TASK TO COMPLETE:
Write the next part of the passage on Edmund Burke and the Penal Laws, starting right after its last sentence.

EXERCISE PASSAGE:
· · · · · · ·

During George III’s reign with Edmund Burke as an MP for the Whigs, the party formations mainly divided either, on the one hand, around Lord North (Tory), William Pitt the Younger (Tory) or around the Marquis of Rockingham (Whig) and Charles James Fox (Whig – although in coalition with Lord North) on the other hand. In the beginning of the 18th century the Tories were Jacobins who supported the Catholic Stuarts (Sack 1993, 4) and they were against the Whig government and the Hanoverian succession. In some cases, the Tories were even directly involved in plots working on getting the Stuarts back on the throne. Besides the Jacobite Risings in 1715 and 1745, the Attenbury Plot was the most serious Jacobite and Tory attempt to recapture the crown (lib.cam.ac.uk). Gradually, the Tories became supporters of ‘King and Church’ (Sack 1993, 4) and represented the nobilities and the Ascendency in Ireland (O’Brien 1992, 52). The Tories had in general moved from being Jacobites into being Royalist and Protestants (Sack 1993, 4).

Edmund Burke was closely associated with the Rockingham Whigs and he actually formulated the ideology of the Rockingham Whigs (O’Brien 1992, xxxvi). Only later as a new political climate arose because of the French Revolution (1789), the terms ‘Tory’ and “Whig” were defined in a ‘new’ and ‘old’ terminology, exemplified through Burke’s own writing Appeal from the New to the Old Whigs (1791). Gradually, during the end of the 18th century, ‘old’ Whigs and Tories adjusted to the ‘new’ political vocabulary when the terms ‘liberal’ and ‘conservative’, ‘left-wing’ and ‘right-wing’, ‘radical’ and ‘reactionary’ came into being through the French Revolution (mason.gmu.edu §38/39). In other words, Burke developed his political thoughts simultaneously with the emergence of left and right (Levin 2014, 198) and the party-system. This suggests that it is difficult to answer the question if Burke was a conservative or a liberal from the concepts alone or by comparing them to the terms ‘Whig’ and ‘Tory’. However, one can conclude that Burke was a Whig in the sense that he was a part of and even the creator of the political formation labelled ‘Whig’ by formulating to political agenda of the Rockingham government where he was also shortly appointed Paymaster of the Forces.

The Penal Laws
The Irish question was very important in the development of Burke’s political philosophy and early political opinions. In this paper, I will focus on Burke’s writings on the Penal Laws, yet one could also have investigated his later writings in which he argued for Irish free trade. In particular, the Penal Laws, which had been enacted mainly by the monarchs (King William III, Queen Anne, King George I and II) and passed by the Irish Parliament in the 17th and the 18th century, made a great influence on Burke’s early thinking. The Penal Laws restricted the rights of the Catholic population (and Protestant dissenters) in Ireland severely and the purpose of the Penal Laws was to limit Catholic influence and force people to convert to Protestantism or the Anglican Church. It was the intention of the political establishment in Ireland and Britain after the Glorious Revolution (1688-89) to make the entire colonized Ireland convert into Protestantism by the force of these laws. Furthermore, the Penal Laws supported the Protestant Ascendency’s right to maintain and enhance their economical possessions and political power in the colonized Ireland.

· · · · · · ·

EXTRACTED INFORMATION:
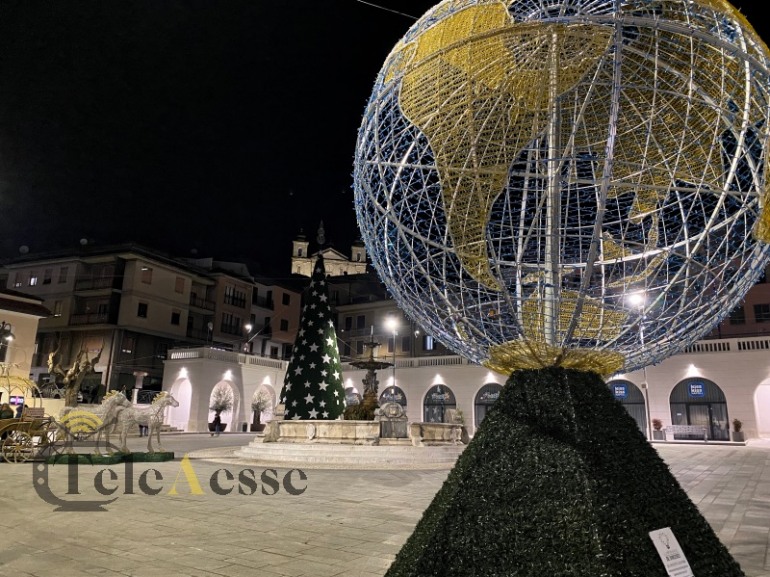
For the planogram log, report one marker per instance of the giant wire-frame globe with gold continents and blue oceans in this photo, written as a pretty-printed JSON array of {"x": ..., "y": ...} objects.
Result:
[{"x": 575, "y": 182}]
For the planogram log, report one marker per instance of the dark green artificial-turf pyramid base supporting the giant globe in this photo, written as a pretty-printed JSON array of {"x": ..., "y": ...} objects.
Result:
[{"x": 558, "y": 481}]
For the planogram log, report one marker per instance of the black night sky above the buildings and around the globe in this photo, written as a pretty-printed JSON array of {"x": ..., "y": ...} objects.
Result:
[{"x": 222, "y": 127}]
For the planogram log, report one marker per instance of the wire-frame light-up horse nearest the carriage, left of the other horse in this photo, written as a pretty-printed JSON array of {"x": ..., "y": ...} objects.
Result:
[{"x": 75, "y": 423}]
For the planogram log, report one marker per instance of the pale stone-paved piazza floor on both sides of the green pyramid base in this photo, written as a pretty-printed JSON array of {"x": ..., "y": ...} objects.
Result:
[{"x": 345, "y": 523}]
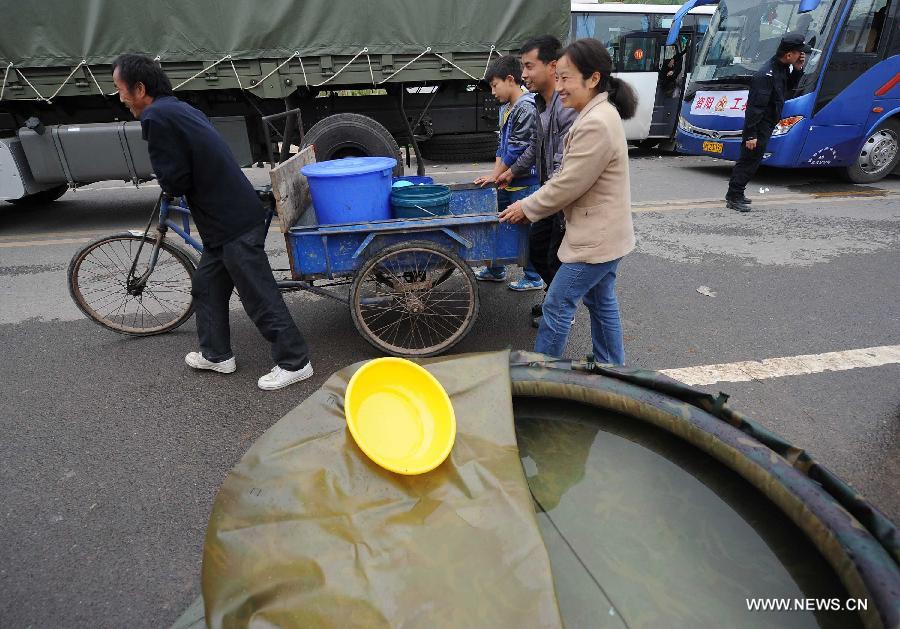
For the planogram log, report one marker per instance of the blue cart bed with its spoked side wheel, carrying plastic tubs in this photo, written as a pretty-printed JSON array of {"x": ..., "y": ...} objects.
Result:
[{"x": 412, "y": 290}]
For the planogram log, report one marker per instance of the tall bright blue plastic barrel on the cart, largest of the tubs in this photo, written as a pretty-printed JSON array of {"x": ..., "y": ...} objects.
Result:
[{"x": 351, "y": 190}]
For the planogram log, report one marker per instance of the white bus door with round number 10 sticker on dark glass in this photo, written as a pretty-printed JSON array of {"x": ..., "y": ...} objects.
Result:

· · · · · · ·

RESPONSE AREA:
The Penal Laws were gradually repealed during the late 18th century, beginning with George III’s dismantling of them in Burke’s lifetime (library.law.umn.edu). The Penal Laws discriminated against Catholics (and Protestant dissenters) in Ireland on a variety of fields: Intermarriage of Protestants and Catholics was disallowed; Catholics could not take care of Protestant children from a mixed marriage; by converting to Protestantism, one could reclaim the land from one’s Catholic family as an inheritance. There were restrictions on rights to keep a school and on the right to buy land; Catholics could not serve in the army, hold public offices or enter the legal profession. A Catholic could not vote for or become an MP in Dublin or in London. It was even a felony to teach the Catholic religion, and treason as a capital offense to convert a Protestant to the Catholic faith (library.law.umn.edu/irishlaw).

Through all of his political career, Edmund Burke saw the consequences of the Penal Laws as devastating for the Catholic population in Ireland, as he said in a Letter to William Smith (1795), the Penal Laws were “a machine as well fitted for the oppression, impoverishment, and degradation of a people, and the debasement in them of human nature itself, as ever proceeded from the perverted ingenuity of man” (firstprinciplesjournal.com). The question of abolition of the Penal Laws was a cause of great concern to Burke, especially in the beginning of his political career, as we will see in my analysis of his Tracts on the Popery Laws.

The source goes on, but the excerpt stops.